• **DATASET RECORDS**:
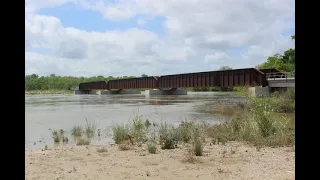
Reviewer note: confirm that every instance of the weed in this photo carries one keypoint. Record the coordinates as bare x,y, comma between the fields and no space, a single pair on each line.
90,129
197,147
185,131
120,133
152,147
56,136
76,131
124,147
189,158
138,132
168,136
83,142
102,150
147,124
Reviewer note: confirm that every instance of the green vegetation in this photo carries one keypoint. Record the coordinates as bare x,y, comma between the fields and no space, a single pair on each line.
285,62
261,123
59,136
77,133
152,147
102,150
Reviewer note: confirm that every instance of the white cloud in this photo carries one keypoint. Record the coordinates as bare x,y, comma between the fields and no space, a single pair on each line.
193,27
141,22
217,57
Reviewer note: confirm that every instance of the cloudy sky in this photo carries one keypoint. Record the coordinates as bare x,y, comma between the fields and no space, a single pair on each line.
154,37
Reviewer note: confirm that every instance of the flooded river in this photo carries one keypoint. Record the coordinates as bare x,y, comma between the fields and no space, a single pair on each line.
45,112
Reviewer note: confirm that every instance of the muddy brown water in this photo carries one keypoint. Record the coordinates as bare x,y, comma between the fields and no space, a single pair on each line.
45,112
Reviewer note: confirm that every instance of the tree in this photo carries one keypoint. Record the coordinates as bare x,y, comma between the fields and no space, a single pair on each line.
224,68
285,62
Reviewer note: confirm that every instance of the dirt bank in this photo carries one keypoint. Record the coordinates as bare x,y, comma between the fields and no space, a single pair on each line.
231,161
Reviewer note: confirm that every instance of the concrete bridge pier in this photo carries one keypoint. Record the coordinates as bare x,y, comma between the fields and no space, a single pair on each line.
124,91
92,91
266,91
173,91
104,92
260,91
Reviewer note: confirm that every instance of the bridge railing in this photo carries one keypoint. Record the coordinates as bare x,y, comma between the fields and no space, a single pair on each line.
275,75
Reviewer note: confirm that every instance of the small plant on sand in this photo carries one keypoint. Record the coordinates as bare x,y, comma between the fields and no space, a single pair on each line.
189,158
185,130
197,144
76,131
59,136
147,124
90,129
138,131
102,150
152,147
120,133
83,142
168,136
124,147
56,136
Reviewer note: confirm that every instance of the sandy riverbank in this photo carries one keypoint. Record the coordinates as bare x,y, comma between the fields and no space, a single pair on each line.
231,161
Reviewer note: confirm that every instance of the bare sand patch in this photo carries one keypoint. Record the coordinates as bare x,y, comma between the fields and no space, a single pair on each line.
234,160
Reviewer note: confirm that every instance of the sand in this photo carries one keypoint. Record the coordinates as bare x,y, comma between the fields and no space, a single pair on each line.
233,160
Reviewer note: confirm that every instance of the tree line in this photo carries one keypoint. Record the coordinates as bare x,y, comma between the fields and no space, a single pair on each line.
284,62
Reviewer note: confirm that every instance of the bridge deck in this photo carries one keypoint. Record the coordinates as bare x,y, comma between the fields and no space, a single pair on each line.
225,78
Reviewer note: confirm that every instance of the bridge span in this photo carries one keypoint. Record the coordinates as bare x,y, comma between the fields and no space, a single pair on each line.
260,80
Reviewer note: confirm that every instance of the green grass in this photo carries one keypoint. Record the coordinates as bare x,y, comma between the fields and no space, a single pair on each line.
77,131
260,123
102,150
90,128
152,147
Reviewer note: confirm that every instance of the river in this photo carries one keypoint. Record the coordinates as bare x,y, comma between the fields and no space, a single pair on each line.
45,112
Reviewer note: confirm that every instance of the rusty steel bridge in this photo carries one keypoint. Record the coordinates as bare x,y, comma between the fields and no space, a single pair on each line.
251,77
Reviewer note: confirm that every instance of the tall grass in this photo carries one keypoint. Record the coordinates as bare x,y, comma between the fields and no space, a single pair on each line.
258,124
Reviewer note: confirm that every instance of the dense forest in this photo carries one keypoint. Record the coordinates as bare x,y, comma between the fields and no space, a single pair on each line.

• **HOW TO COMPLETE THIS TASK**: Copy out the whole listing exactly, and don't carry over any pictures.

• **EXERCISE ANSWER**:
Reviewer note: confirm that every instance of the weed in this photo carries one keypoint. Record the coordinates as bare x,y, comma between the fields and no space, a single pair on each line.
90,129
197,147
185,131
120,133
152,147
56,136
76,131
124,147
189,158
138,132
168,136
83,142
102,150
147,124
Reviewer note: confirm that every instance of the green vegetation in this photo carries one keypoint. Record the coordinates as bare x,y, comma between the fields and no space, a single pair on each line.
285,62
261,123
59,136
77,133
152,147
102,150
Reviewer note: confirm that every instance of the white cloud in this photo carries one keypoint. Record the coordinates as bare x,y, comma between the fields and no space, a single pair on each line.
193,27
141,22
217,57
Reviewer note: confirm that every instance of the cloudy sky in this photo carries one keypoint. Record the coordinates as bare x,y, comma between the fields and no space, a single pair on each line.
154,37
Reviewer note: confirm that every instance of the flooded river in this photo carries one keypoint. Record the coordinates as bare x,y, comma between the fields and no space, a single pair on each line.
45,112
Reviewer note: confirm that every instance of the muddy brown water in this photo carries one keypoint. Record the coordinates as bare x,y, comma between the fields and no space, a single pair on each line.
45,112
Reviewer note: confirm that every instance of the tree in this photo carries one keypoint. Record the coordinates as bare x,y, comma between the fields and no space, a single pair on each line.
224,68
285,62
Reviewer note: confirm that every instance of the dirt bank in this photo carries one keypoint. Record the coordinates as bare x,y, comma between the fields and no space, a single pair on each line.
231,161
Reviewer note: confirm that every instance of the concrete bridge pier in this photo carries one keypoint. Record the coordinates as bare x,y, comma between the fields and no space, a single pair on each line.
124,91
92,91
266,91
173,91
104,92
260,91
Reviewer note: confirm that every instance of the bridge railing in this photo carries one keypoint. Record the coordinates as bare x,y, comma between the fields and no space, a single pair on each line.
275,75
Reviewer note: confirm that every instance of the small plant on sand in this photo carries one keypoint. Record the coordinates as bare x,y, comma between the fields and no space, a single pair on each line.
189,158
185,130
197,144
76,131
59,136
147,124
90,129
138,131
102,150
152,147
120,133
83,142
168,136
124,147
56,136
Reviewer note: confirm that every instance of the sandy riverbank in this photo carries one keypoint. Record the coordinates as bare x,y, comma between the fields and no space, a single pair on each line.
231,161
Reviewer note: confirm that every instance of the bare sand patch in this photo carries one keypoint. Record the coordinates as bare x,y, comma between the fields and no space, a single pair on each line.
234,160
Reviewer note: confirm that every instance of the sand in this photo carries one keypoint. Record the coordinates as bare x,y, comma between the fields and no space, a single pair on each line.
233,160
Reviewer note: confirm that every instance of the tree line in this photo carries one keypoint. Record the coordinates as bare x,y, comma between the fields and no space, a single pair on each line.
284,62
Reviewer note: confirm that every instance of the bridge deck in this photo carries one keypoint. Record the coordinates as bare x,y, comma between the fields and no space, a single pair on each line.
225,78
Reviewer note: confirm that every instance of the bridge span in this photo carries one keypoint. Record the coordinates as bare x,y, comma between the fields and no space, a single pair on each line.
260,80
Reviewer note: confirm that every instance of the green grass in this photo carries one keypoint. Record the coordinates as bare x,y, comma between the fields and no space, a single pair on each line.
77,131
260,123
102,150
90,128
152,147
Reviewer note: confirm that every instance of the river in this photo carries one keypoint. Record the coordinates as bare x,y, comma between the fields and no space, a single pair on each line.
45,112
Reviewer note: confirm that every instance of the rusty steel bridge in this photo carries one keypoint. Record the coordinates as bare x,y, comma between the fields and no space, a single pair on each line.
251,77
Reviewer note: confirm that every instance of the tall grass in this photo carries one keypoint. Record the coordinates as bare x,y, comma between the fields and no space, a single pair on each line.
258,124
Reviewer note: confirm that every instance of the dense forest in this photo carries one keypoint. Record the coordinates as bare x,y, comma between the fields and no space, a single pair on each line.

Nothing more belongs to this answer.